● **SUPPLIED TEXT**
========================================
Venezuelan bank strike call worsens turmoil

09.01.2003 3.26 pm

CARACAS, VENEZUELA - Venezuelan bank workers on Wednesday called a 48-hour shutdown of banking services this week, escalating a five-week opposition strike that has already crippled the country's vital oil exports.

The bank stoppage call spooked Venezuela's currency market, sending the local bolivar tumbling against the United States dollar.

Union leaders said the action by employees at private and state banks across the South American nation would halt services to the public on Thursday and Friday.

"We are calling for a complete banking stoppage," Jose Elias Torres, president of the bank workers' union federation Fetrabanca, told a news conference in Caracas.

Fetrabanca called the work stoppage in support of the gruelling strike launched by opposition leaders on December 2 to press leftist President Hugo Chavez to resign and hold early elections. The ongoing shutdown has crippled oil output and shipments by the world's No 5 petroleum exporter.

The Venezuelan Central Bank's bolivar reference rate against the US dollar closed 5.7 per cent down at 1507/1510.50 bolivars. The local currency's interbank rate slid by nearly 10 per cent against the US greenback to an average low of 1585 bolivars, traders said.

As the opposition's economic offensive against the populist president increased, so too did tension on the streets.

National Guard troops fired tear gas on Wednesday to keep back stone-throwing Chavez supporters who besieged the National Electoral Council in Caracas, where opposition leaders were holding a news conference. No injuries were reported.

Venezuelan currency hits record low as bankers join strike against president

08:45 PM EST Jan 08

CARACAS (AP) - Venezuela's currency reached a record low against the U.S. dollar Wednesday after banks said they will close for two days to support a 38-day-old strike seeking President Hugo Chavez's ouster.
========================================
● **EXERCISE**
Condense the paragraph of the bank strike report that begins "Fetrabanca called the work stoppage" into a shorter version that keeps its main facts. The rows have no connection to the bank strike report.
========================================
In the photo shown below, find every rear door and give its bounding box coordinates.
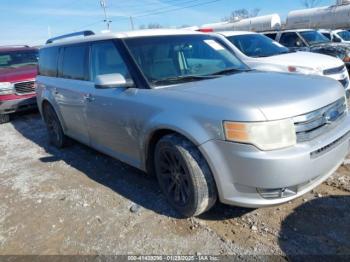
[53,44,94,144]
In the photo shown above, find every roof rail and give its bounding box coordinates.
[46,30,95,44]
[0,45,30,47]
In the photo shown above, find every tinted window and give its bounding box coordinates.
[39,47,58,77]
[91,41,130,81]
[227,34,289,57]
[62,45,88,80]
[0,50,38,68]
[338,31,350,41]
[300,31,329,45]
[322,33,331,40]
[265,33,277,40]
[280,33,305,47]
[125,35,248,85]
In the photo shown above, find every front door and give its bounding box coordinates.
[53,44,94,144]
[86,41,139,166]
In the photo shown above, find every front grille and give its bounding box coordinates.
[323,65,346,75]
[15,81,35,94]
[293,97,347,142]
[339,78,349,88]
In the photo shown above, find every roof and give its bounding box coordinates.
[216,31,258,37]
[0,45,38,52]
[43,29,203,48]
[281,29,317,33]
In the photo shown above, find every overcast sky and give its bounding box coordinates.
[0,0,335,45]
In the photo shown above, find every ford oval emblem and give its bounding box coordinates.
[325,110,340,124]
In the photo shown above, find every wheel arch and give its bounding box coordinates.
[39,98,66,133]
[144,126,209,179]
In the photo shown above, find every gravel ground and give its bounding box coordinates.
[0,113,350,259]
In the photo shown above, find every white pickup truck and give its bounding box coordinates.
[215,31,350,95]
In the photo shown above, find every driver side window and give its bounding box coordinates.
[91,41,131,81]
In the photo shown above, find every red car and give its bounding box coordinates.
[0,46,39,124]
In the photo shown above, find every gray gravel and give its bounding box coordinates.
[0,111,350,258]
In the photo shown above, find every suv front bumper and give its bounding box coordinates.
[0,94,37,114]
[200,115,350,208]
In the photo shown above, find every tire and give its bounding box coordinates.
[0,114,10,124]
[43,104,69,148]
[154,134,217,217]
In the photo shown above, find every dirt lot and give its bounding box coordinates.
[0,113,350,257]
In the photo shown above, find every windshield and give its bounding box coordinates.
[125,35,249,86]
[0,50,39,68]
[337,30,350,41]
[227,34,289,57]
[300,31,330,45]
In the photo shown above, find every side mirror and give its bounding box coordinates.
[333,37,341,43]
[95,74,134,88]
[295,40,303,47]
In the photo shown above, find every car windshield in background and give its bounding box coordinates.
[125,35,249,86]
[300,31,330,45]
[227,34,289,57]
[0,50,39,68]
[337,30,350,41]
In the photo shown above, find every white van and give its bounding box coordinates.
[318,29,350,44]
[217,31,349,93]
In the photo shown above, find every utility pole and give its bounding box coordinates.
[130,16,134,30]
[100,0,112,31]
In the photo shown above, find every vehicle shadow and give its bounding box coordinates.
[11,114,250,220]
[279,196,350,261]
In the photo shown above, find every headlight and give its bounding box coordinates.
[288,66,322,75]
[224,119,297,151]
[0,82,14,95]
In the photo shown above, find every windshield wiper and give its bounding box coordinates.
[151,75,215,84]
[210,68,252,76]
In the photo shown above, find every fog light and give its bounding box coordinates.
[257,187,297,199]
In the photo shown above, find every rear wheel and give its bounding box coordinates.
[0,114,10,124]
[43,104,68,148]
[154,135,217,217]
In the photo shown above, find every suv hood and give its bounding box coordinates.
[171,71,345,121]
[0,65,38,82]
[310,42,350,56]
[257,52,344,70]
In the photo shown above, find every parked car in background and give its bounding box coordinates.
[37,30,350,217]
[218,31,350,95]
[264,29,350,70]
[0,46,38,124]
[318,29,350,44]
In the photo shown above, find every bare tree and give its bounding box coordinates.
[222,8,260,22]
[301,0,322,8]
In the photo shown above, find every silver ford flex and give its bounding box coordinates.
[37,30,350,217]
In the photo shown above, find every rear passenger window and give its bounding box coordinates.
[62,46,88,80]
[280,33,305,47]
[265,33,277,40]
[39,47,58,77]
[322,33,331,40]
[91,41,130,81]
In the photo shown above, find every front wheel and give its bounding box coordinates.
[154,135,217,217]
[0,114,10,124]
[43,105,68,148]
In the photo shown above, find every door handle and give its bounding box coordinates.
[83,94,95,102]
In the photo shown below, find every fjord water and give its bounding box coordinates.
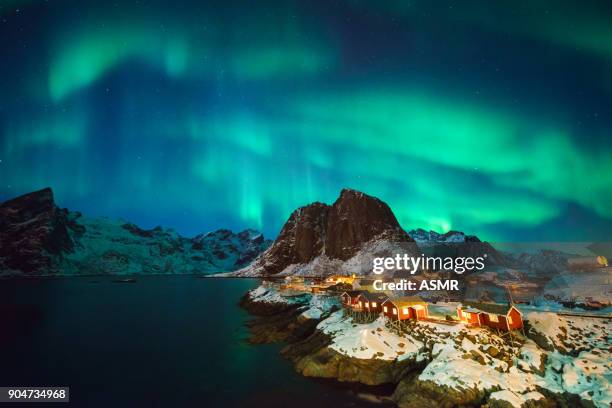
[0,276,388,407]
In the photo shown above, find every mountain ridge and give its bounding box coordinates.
[0,188,271,276]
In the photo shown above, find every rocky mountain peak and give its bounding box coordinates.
[0,188,270,276]
[0,188,73,272]
[232,189,414,275]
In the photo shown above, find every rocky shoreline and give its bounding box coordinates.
[240,288,601,408]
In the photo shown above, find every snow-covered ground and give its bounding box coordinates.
[301,295,340,319]
[317,310,423,360]
[317,305,612,407]
[249,285,304,305]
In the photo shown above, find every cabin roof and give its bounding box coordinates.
[340,290,365,298]
[361,291,389,303]
[385,296,427,307]
[461,301,513,316]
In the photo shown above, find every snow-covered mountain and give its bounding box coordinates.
[0,188,271,275]
[227,189,418,276]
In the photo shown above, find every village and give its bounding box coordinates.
[248,276,612,407]
[265,275,524,335]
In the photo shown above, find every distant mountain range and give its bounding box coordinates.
[0,188,271,276]
[0,188,604,286]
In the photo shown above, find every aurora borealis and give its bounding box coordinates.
[0,0,612,241]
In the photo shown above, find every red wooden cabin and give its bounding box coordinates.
[383,296,429,320]
[357,291,389,313]
[457,302,523,330]
[340,290,363,309]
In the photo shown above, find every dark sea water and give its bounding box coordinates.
[0,276,392,407]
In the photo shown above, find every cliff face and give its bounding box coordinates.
[0,188,270,276]
[231,189,414,276]
[0,188,74,273]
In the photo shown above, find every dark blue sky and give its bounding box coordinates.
[0,0,612,241]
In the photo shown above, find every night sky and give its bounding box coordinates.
[0,0,612,241]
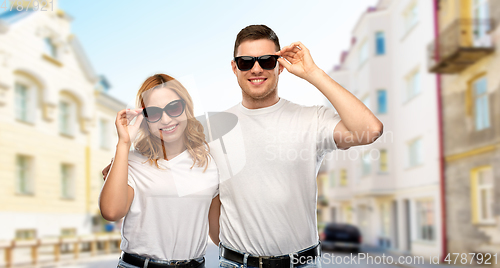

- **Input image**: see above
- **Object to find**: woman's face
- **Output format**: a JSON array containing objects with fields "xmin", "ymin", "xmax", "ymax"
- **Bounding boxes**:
[{"xmin": 144, "ymin": 87, "xmax": 187, "ymax": 147}]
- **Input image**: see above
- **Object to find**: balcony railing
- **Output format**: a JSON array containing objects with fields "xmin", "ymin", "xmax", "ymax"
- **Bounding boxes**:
[{"xmin": 427, "ymin": 19, "xmax": 494, "ymax": 74}]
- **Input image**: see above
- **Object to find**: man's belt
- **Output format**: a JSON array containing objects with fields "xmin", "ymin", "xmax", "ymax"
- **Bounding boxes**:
[
  {"xmin": 122, "ymin": 252, "xmax": 205, "ymax": 268},
  {"xmin": 221, "ymin": 244, "xmax": 321, "ymax": 268}
]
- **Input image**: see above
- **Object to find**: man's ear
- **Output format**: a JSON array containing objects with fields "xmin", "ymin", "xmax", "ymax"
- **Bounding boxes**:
[{"xmin": 231, "ymin": 60, "xmax": 237, "ymax": 75}]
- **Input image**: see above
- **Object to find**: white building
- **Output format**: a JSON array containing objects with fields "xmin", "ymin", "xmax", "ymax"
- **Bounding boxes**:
[
  {"xmin": 0, "ymin": 0, "xmax": 125, "ymax": 241},
  {"xmin": 323, "ymin": 0, "xmax": 443, "ymax": 256}
]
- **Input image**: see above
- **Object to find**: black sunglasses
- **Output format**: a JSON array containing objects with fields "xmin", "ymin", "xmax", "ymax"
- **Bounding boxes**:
[
  {"xmin": 142, "ymin": 100, "xmax": 186, "ymax": 123},
  {"xmin": 234, "ymin": 55, "xmax": 280, "ymax": 71}
]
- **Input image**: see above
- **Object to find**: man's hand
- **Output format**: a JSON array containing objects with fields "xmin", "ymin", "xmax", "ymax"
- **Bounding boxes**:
[
  {"xmin": 102, "ymin": 160, "xmax": 113, "ymax": 180},
  {"xmin": 276, "ymin": 42, "xmax": 321, "ymax": 82}
]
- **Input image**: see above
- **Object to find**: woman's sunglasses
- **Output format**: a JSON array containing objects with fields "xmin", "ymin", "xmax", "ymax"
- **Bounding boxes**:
[
  {"xmin": 234, "ymin": 55, "xmax": 280, "ymax": 71},
  {"xmin": 142, "ymin": 100, "xmax": 186, "ymax": 123}
]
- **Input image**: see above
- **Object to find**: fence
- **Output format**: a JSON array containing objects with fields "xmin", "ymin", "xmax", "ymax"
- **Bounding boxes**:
[{"xmin": 0, "ymin": 233, "xmax": 121, "ymax": 267}]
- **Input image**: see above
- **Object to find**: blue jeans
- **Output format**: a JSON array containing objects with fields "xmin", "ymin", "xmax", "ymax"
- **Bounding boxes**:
[
  {"xmin": 116, "ymin": 254, "xmax": 204, "ymax": 268},
  {"xmin": 218, "ymin": 243, "xmax": 321, "ymax": 268}
]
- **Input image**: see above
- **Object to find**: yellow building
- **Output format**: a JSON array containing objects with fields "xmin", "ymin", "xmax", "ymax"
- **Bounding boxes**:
[
  {"xmin": 428, "ymin": 0, "xmax": 500, "ymax": 254},
  {"xmin": 0, "ymin": 0, "xmax": 125, "ymax": 243}
]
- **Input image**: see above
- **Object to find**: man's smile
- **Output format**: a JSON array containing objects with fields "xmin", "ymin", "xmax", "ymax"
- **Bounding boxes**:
[{"xmin": 248, "ymin": 77, "xmax": 267, "ymax": 85}]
========================================
● **THE REPLY**
Fetrabanca called the stoppage to back the opposition strike begun December 2 to push leftist President Hugo Chavez to resign and hold early elections. That strike has crippled oil output and shipments by the world's No 5 petroleum exporter.